Work to complete:
In the rows below, take the stretch from the line containing "--target playground structure" through the line containing "Give the mask of every instance of the playground" and write it out as a numbered list, skipping any blank lines.

Records for this exercise:
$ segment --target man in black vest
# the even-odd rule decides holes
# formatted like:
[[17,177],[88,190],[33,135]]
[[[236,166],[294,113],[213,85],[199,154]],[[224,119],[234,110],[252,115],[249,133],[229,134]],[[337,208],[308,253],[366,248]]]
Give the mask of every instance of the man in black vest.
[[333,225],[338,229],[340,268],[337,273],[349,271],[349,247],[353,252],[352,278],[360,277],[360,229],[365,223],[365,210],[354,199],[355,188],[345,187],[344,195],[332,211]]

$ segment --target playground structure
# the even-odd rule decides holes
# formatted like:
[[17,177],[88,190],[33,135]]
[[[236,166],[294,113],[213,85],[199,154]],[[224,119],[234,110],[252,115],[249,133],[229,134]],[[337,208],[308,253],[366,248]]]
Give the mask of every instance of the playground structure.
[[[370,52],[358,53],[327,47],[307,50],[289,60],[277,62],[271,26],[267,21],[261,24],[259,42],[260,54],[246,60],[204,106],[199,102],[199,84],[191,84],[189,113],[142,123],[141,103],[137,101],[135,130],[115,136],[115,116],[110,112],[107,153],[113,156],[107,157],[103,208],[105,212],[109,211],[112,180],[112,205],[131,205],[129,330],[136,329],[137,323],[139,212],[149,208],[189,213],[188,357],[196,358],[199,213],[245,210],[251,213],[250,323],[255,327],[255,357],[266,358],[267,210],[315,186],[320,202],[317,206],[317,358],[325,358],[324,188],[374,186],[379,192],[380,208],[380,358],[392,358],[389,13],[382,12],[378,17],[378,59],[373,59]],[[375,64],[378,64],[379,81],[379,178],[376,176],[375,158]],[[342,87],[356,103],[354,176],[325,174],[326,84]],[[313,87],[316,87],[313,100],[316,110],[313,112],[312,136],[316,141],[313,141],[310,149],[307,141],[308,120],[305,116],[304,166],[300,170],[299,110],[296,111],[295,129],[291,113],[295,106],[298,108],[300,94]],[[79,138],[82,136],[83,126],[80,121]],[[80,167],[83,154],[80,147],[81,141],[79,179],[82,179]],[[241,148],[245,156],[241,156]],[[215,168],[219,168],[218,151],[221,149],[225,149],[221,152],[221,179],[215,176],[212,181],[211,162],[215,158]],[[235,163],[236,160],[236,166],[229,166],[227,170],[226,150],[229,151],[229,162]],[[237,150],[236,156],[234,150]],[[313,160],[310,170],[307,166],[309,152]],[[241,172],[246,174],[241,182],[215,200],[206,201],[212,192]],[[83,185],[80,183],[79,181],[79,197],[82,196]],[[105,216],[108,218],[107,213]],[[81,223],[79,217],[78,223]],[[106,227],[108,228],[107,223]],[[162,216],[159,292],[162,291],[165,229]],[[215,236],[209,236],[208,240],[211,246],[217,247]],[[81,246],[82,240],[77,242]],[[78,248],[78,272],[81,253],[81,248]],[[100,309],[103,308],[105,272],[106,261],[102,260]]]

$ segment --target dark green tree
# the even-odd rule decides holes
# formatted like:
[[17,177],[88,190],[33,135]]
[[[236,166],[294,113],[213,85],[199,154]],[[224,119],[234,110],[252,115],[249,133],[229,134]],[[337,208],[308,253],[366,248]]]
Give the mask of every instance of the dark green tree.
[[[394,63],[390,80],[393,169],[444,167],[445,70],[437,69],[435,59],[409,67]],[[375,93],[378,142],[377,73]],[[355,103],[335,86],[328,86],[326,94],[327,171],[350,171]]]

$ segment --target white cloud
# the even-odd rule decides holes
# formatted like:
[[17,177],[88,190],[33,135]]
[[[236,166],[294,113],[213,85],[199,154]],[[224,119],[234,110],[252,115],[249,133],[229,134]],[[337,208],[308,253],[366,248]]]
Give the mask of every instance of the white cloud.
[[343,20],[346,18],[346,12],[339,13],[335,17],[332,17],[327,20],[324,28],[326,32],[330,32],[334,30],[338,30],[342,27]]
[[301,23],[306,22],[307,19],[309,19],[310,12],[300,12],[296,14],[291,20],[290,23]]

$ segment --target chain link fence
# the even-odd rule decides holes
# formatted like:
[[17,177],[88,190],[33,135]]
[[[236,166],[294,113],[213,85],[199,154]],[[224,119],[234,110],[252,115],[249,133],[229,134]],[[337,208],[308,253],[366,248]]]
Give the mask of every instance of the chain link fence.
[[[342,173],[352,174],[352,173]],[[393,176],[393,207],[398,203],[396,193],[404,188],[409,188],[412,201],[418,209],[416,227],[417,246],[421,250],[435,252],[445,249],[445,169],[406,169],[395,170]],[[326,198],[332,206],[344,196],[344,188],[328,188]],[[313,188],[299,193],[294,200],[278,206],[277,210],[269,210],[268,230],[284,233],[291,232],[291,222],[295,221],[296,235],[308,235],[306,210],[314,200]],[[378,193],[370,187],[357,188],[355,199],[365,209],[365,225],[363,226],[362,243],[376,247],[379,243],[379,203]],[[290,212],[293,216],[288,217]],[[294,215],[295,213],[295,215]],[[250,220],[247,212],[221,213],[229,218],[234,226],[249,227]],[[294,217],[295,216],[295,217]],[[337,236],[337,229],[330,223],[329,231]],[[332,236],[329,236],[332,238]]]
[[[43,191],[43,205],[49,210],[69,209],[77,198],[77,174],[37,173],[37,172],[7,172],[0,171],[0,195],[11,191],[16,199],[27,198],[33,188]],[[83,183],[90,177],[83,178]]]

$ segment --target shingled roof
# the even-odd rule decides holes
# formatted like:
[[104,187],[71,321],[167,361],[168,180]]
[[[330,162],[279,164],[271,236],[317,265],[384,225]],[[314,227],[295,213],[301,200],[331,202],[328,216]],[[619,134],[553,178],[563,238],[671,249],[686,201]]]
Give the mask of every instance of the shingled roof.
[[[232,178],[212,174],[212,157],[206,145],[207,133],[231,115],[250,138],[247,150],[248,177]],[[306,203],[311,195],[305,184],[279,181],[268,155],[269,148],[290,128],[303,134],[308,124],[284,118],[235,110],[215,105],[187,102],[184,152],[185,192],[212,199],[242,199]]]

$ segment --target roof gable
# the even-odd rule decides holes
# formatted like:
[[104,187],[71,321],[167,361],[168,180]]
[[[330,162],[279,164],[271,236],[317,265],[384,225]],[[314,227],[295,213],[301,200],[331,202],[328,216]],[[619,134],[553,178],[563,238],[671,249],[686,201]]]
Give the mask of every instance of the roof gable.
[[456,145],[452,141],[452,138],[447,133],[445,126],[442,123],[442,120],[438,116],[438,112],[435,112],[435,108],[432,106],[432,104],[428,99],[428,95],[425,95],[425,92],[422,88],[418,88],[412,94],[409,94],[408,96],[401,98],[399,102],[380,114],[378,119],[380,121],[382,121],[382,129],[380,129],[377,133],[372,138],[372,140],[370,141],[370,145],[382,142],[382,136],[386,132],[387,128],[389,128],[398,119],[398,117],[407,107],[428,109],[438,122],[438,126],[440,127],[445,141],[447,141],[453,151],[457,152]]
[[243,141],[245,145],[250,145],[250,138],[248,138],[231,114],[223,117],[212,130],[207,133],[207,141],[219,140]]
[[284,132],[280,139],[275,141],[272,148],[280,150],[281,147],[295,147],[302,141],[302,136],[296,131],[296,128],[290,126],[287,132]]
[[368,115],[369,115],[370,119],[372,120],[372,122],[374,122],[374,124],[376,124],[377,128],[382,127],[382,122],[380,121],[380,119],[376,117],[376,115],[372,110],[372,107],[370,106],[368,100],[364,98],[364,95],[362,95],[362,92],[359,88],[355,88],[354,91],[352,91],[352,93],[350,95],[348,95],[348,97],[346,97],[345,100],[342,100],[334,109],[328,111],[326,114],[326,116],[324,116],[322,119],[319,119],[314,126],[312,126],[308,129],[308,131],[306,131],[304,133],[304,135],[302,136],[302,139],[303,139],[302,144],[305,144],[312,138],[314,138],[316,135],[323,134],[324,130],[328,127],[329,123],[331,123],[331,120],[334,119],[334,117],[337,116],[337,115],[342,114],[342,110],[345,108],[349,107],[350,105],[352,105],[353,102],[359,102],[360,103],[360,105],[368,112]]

Answer to this problem:
1. $ segment --target playground structure
2. # the even-odd rule decides holes
3. # formatted like:
4. [[17,177],[88,190],[33,135]]
5. [[[236,166],[294,113],[213,85],[199,154]],[[224,119],[234,110],[252,115],[249,133],[229,134]],[[337,208],[308,253],[366,248]]]
6. Give the mask of every instance of the playground structure.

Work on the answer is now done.